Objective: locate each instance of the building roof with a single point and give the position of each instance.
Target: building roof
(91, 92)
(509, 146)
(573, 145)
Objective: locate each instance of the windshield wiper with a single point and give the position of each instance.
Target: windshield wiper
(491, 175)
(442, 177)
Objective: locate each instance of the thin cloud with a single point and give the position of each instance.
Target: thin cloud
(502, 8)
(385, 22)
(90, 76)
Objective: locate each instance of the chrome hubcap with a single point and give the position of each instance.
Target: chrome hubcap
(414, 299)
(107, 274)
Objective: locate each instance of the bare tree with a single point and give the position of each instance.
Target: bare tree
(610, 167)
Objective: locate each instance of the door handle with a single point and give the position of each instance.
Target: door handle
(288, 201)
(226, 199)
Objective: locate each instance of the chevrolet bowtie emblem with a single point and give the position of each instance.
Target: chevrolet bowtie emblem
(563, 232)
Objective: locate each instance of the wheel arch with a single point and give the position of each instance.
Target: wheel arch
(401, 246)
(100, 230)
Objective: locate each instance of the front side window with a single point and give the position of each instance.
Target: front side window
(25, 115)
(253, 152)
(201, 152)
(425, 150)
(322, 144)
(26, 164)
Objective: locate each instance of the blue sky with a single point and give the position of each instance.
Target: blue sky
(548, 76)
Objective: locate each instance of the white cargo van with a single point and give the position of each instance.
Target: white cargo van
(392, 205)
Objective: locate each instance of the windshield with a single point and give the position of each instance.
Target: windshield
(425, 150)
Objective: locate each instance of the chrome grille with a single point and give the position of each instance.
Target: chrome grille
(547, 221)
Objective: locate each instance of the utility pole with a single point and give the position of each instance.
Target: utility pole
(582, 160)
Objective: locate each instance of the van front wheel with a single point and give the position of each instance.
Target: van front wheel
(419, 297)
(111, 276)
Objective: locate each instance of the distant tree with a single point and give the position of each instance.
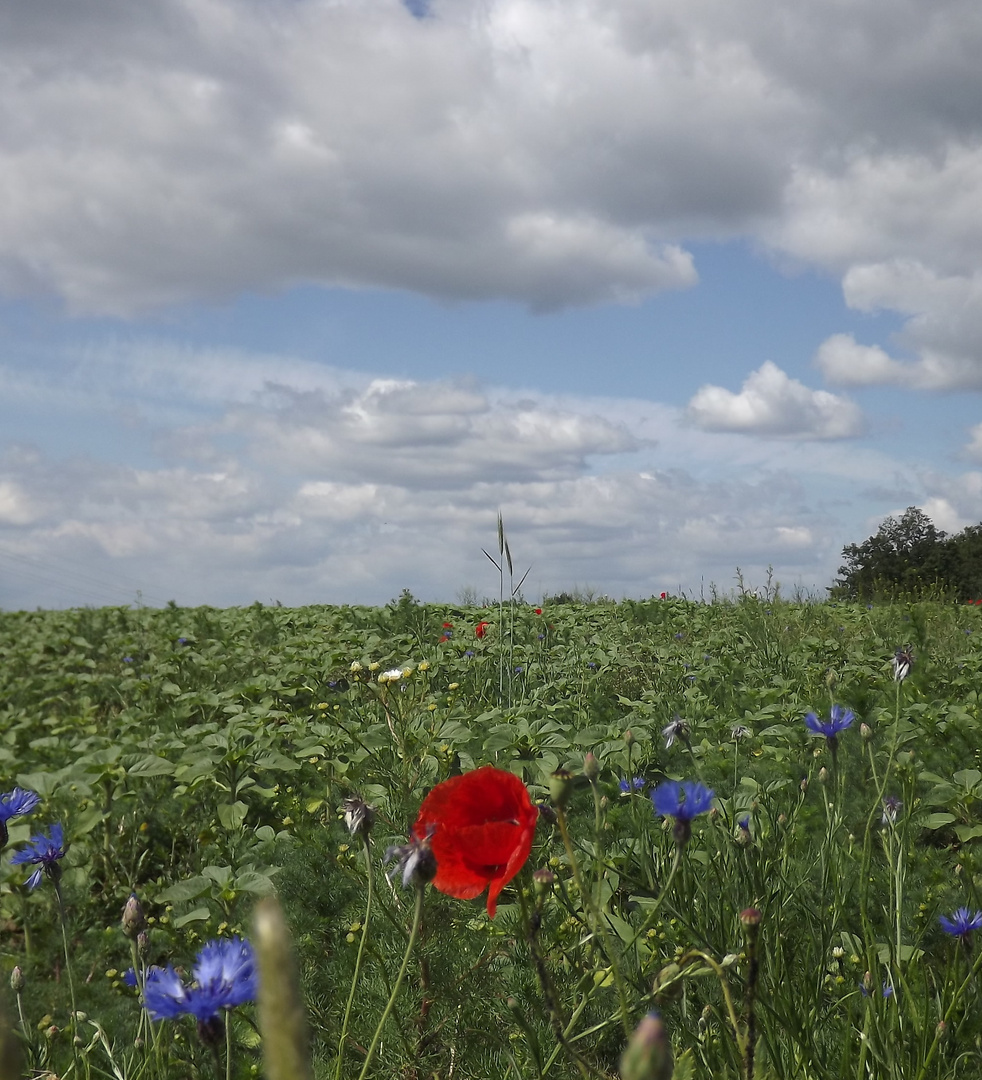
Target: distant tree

**Task to carry out:**
If a line in the records above has the word "distant", copy it.

**Task answer:**
Objective: locate each instance of the distant tree with a single point and give the position of each instance.
Target: distant tree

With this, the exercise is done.